* SET TASK *
Reproduce the material exactly, omitting nothing.

* STORED ROWS *

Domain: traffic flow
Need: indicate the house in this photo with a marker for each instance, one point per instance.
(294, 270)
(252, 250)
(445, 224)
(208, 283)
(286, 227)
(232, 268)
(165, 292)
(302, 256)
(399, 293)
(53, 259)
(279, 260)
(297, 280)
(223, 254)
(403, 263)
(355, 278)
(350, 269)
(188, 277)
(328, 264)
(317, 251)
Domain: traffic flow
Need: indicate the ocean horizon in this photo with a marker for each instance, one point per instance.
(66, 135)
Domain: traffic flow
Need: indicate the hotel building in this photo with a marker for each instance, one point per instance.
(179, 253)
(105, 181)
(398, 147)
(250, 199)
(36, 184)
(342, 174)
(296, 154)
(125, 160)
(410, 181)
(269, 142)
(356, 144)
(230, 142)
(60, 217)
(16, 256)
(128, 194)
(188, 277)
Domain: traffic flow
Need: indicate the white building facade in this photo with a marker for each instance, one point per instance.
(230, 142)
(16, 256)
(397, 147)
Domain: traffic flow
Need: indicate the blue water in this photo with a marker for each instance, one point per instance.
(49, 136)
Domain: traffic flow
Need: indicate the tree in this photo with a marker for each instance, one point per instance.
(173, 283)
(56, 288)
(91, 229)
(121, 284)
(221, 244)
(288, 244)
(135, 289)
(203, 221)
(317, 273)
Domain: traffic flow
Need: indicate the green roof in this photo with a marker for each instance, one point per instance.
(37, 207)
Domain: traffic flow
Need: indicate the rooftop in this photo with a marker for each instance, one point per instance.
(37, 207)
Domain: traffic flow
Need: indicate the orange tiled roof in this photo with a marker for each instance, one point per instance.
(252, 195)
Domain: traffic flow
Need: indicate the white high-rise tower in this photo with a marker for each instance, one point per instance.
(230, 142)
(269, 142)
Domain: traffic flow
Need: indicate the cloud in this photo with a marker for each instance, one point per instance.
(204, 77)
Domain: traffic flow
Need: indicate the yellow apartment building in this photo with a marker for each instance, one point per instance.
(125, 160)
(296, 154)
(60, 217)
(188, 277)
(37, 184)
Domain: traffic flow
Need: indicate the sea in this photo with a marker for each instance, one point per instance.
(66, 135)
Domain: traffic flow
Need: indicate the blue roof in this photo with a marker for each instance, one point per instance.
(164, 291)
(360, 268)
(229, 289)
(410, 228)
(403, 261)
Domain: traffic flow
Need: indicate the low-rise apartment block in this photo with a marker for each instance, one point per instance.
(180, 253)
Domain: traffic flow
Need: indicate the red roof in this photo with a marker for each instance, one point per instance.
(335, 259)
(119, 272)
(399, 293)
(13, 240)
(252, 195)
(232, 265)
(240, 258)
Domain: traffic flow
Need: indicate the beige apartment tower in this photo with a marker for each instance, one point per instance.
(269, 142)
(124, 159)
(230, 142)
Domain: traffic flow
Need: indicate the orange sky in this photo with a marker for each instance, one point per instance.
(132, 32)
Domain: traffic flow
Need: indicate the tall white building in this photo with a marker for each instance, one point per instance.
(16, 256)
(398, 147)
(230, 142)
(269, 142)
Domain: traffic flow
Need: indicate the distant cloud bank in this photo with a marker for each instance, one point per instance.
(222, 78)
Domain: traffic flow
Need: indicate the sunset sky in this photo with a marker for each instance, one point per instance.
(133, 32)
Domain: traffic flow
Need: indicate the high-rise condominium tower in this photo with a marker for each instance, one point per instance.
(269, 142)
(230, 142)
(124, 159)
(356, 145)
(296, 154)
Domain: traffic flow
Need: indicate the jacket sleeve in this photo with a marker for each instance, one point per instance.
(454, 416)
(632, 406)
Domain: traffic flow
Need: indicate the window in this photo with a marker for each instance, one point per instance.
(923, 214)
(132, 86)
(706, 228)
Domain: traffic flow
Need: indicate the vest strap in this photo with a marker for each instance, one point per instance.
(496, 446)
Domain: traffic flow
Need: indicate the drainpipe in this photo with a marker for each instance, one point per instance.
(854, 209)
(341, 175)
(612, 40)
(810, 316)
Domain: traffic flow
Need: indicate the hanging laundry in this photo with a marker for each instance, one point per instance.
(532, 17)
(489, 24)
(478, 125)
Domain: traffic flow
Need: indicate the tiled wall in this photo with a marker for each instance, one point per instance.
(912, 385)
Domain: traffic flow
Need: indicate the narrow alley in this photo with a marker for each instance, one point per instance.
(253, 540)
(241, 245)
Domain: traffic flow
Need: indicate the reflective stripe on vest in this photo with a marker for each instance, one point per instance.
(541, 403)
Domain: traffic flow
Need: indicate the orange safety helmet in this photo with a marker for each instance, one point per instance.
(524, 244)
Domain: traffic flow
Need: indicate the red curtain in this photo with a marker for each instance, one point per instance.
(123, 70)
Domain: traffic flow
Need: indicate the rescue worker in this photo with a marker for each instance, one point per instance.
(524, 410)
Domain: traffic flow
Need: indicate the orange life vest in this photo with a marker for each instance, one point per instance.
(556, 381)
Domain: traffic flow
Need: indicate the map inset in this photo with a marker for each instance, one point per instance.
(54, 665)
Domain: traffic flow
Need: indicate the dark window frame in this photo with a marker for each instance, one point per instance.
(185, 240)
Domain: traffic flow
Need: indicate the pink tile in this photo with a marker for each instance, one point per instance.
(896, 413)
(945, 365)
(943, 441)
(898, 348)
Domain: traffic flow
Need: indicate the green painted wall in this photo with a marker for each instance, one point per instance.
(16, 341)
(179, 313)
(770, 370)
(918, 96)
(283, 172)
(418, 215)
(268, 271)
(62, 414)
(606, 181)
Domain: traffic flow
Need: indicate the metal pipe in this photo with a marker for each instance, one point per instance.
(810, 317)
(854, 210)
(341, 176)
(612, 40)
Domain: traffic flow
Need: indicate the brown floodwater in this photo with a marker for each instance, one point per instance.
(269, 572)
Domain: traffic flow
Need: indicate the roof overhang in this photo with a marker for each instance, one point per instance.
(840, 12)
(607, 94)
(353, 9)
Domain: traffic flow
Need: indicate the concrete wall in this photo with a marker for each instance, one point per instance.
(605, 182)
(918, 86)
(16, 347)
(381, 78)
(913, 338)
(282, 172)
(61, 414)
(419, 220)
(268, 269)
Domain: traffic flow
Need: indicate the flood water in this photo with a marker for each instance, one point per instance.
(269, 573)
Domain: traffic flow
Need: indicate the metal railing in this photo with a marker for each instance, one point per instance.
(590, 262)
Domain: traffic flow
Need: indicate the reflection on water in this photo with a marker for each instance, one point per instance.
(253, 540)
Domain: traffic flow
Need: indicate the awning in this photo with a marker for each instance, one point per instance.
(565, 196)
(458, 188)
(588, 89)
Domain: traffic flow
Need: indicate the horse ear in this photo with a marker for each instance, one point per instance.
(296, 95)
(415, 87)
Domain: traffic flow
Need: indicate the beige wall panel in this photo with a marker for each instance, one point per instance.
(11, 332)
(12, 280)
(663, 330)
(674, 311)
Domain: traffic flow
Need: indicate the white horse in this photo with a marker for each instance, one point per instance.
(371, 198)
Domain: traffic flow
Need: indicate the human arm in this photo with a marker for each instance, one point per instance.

* TASK SOLUTION *
Domain: traffic flow
Need: indicate the house in this photo with a marker for each instance, one point per instance.
(294, 270)
(252, 250)
(445, 224)
(208, 283)
(286, 227)
(232, 268)
(165, 292)
(302, 256)
(399, 293)
(53, 259)
(279, 260)
(297, 280)
(223, 254)
(403, 263)
(355, 278)
(350, 269)
(188, 277)
(328, 264)
(317, 251)
Domain: traffic flow
Need: indicate the ocean horizon in this photo with a marker for each instance, one point per instance.
(66, 135)
Domain: traffic flow
Need: indicate the hotel building in this photo with a marker for each instance, one point per instance.
(179, 253)
(105, 181)
(398, 147)
(250, 199)
(36, 184)
(342, 174)
(296, 154)
(125, 160)
(410, 181)
(269, 142)
(356, 144)
(230, 142)
(60, 217)
(16, 256)
(128, 194)
(188, 277)
Domain: traffic flow
Need: indicate the white building facade in this photo with a marker for each instance, one point per instance.
(230, 142)
(16, 256)
(397, 147)
Domain: traffic flow
Need: indicate the blue water in this photo with a marker for each instance, one point per instance.
(49, 136)
Domain: traffic flow
Need: indicate the tree in this photo with a marker for each instance, one point per instance.
(173, 283)
(56, 288)
(91, 229)
(121, 284)
(221, 244)
(288, 244)
(135, 289)
(203, 221)
(317, 273)
Domain: traffic flow
Need: indicate the green roof in this photo with a marker for each instance, one point per instance.
(37, 207)
Domain: traffic flow
Need: indicate the rooftop in this photo with a marker for each instance, one point per instance.
(37, 207)
Domain: traffic flow
Need: indicate the orange tiled roof in this photo with a marker for each instance, one point per instance.
(252, 195)
Domain: traffic flow
Need: indicate the white high-rise tower in this photo with a marker for each instance, one point per instance.
(230, 142)
(269, 142)
Domain: traffic flow
Need: indicate the cloud in this photo with a marker for each instance, one point per instance.
(204, 77)
Domain: traffic flow
Need: indicate the yellow apartment building in this photo with a marker for each instance, one point per instance.
(125, 160)
(296, 154)
(60, 217)
(188, 277)
(37, 184)
Domain: traffic flow
Need: indicate the sea in this photo with a marker for each instance, one point per instance.
(66, 135)
Domain: traffic flow
Need: indicate the blue roof in this photo with a marker for each instance, one point per instance.
(164, 291)
(360, 268)
(229, 289)
(410, 228)
(403, 261)
Domain: traffic flow
Need: indicate the low-rise apartment block in this photo with a marker for each instance, one point per instance.
(180, 253)
Domain: traffic flow
Need: indicate the red roof in this photo with a marker for each instance, one point per instance.
(335, 259)
(119, 272)
(399, 293)
(13, 240)
(252, 195)
(232, 265)
(240, 258)
Domain: traffic flow
Need: indicate the beige apartment tower in this photo with a marker for each instance, one point per instance.
(269, 142)
(124, 159)
(230, 142)
Domain: traffic flow
Need: indicate the orange sky in this photo with a marker for each instance, one point per instance.
(132, 32)
Domain: traffic flow
Need: indicate the tall white building in this photo with a marker for each instance, one point per instance.
(16, 256)
(398, 147)
(230, 142)
(269, 142)
Domain: traffic flow
Need: indicate the distant cloud bank in this photo with a marker for each instance, one point per instance.
(222, 78)
Domain: traffic flow
Need: indicate the sunset sky in this photo with a marker for each instance, one point per instance.
(133, 32)
Domain: traffic flow
Need: indicate the high-rise condominium tower in this photo with a marker for each instance, one point per instance.
(269, 142)
(230, 142)
(124, 159)
(356, 145)
(296, 154)
Domain: traffic flow
Need: indicate the jacket sleeve in this photo with a marker for each instance, one point per instance.
(454, 416)
(632, 406)
Domain: traffic flow
Need: indicate the window in this photo with a marker for each instance, one point per instance.
(923, 214)
(132, 86)
(706, 228)
Domain: traffic flow
Need: indicate the vest strap in this photo with a marker for each instance, one point per instance.
(496, 446)
Domain: traffic flow
Need: indicate the drainpipe in this photo with a marker for each instance, one point per instance.
(854, 209)
(341, 175)
(612, 40)
(810, 316)
Domain: traffic flow
Need: indicate the hanging laundry in this photo with a marker for each instance, one point per instance.
(532, 17)
(489, 24)
(478, 125)
Domain: traffic flow
Need: indicate the tiled wall in this photo with a marker for each instance, one point per instance.
(912, 385)
Domain: traffic flow
Need: indicate the narrow alley in this photo with a marker for each instance, one point per instance.
(253, 540)
(241, 245)
Domain: traffic flow
Need: indicate the reflective stripe on vest in this photo with a marker for each instance, one point per instance.
(541, 403)
Domain: traffic flow
Need: indicate the orange safety helmet in this photo with a marker for each instance, one point per instance.
(524, 244)
Domain: traffic flow
Need: indicate the red curtain in this photo with a marker for each instance, one point per instance.
(123, 70)
Domain: traffic flow
Need: indicate the rescue worker in this photo with a marker for each instance, one point per instance.
(524, 410)
Domain: traffic flow
Need: indicate the orange life vest in this photo with a marker for each instance, one point per instance.
(556, 381)
Domain: traffic flow
Need: indicate the map inset in this photo with a marker for each instance, one point per instance.
(54, 665)
Domain: traffic flow
Need: indicate the dark window frame in this photo with a marker for each instance, one point per instance.
(185, 240)
Domain: traffic flow
Need: indicate the pink tile in this photo with a marker for each instance, one point per instance.
(896, 413)
(945, 365)
(943, 441)
(898, 348)
Domain: traffic flow
Need: indicate the green painted wall in this photo with a marker for each instance, one point per instance.
(16, 341)
(179, 313)
(770, 370)
(918, 96)
(283, 172)
(418, 215)
(268, 271)
(62, 414)
(606, 181)
Domain: traffic flow
Need: indicate the metal pipe in this photo with a marker for each instance, one point per instance.
(810, 317)
(854, 210)
(341, 176)
(612, 40)
Domain: traffic flow
Need: indicate the brown floodwater in this photo with a marker for each instance, one point per instance.
(269, 572)
Domain: traffic flow
Need: indicate the roof overhang in this photo with a marker for each instance, one point per instance.
(840, 12)
(607, 94)
(353, 9)
Domain: traffic flow
Need: indicate the concrete wall in this photo with a marker for each instance, one point per instance.
(605, 182)
(918, 86)
(16, 347)
(381, 78)
(913, 338)
(282, 172)
(61, 414)
(419, 220)
(268, 269)
Domain: traffic flow
Need: indicate the flood water in this photo with a marker for each instance, one point per instance.
(269, 573)
Domain: traffic flow
Need: indicate the metal railing in this photo with a marker for each instance, one point per instance.
(590, 262)
Domain: traffic flow
Need: indicate the reflection on water in this photo with a marker for each instance, one point per instance.
(253, 540)
Domain: traffic flow
Need: indicate the awning in this photo with a marker for each instance, one point per instance.
(565, 196)
(458, 188)
(588, 89)
Domain: traffic flow
Need: indicate the horse ear in this photo with a marker for each instance, one point per instance.
(296, 95)
(415, 87)
Domain: traffic flow
Need: indicate the beige wall panel in this photo with a marker for each instance, one point per instance.
(11, 332)
(12, 280)
(663, 330)
(674, 311)
Domain: traffic flow
Need: indicate the white horse in this photo with a marker for each instance, one point per instance.
(371, 198)
Domain: traffic flow
Need: indicate the human arm in this photo with a marker for each instance, one point per instance.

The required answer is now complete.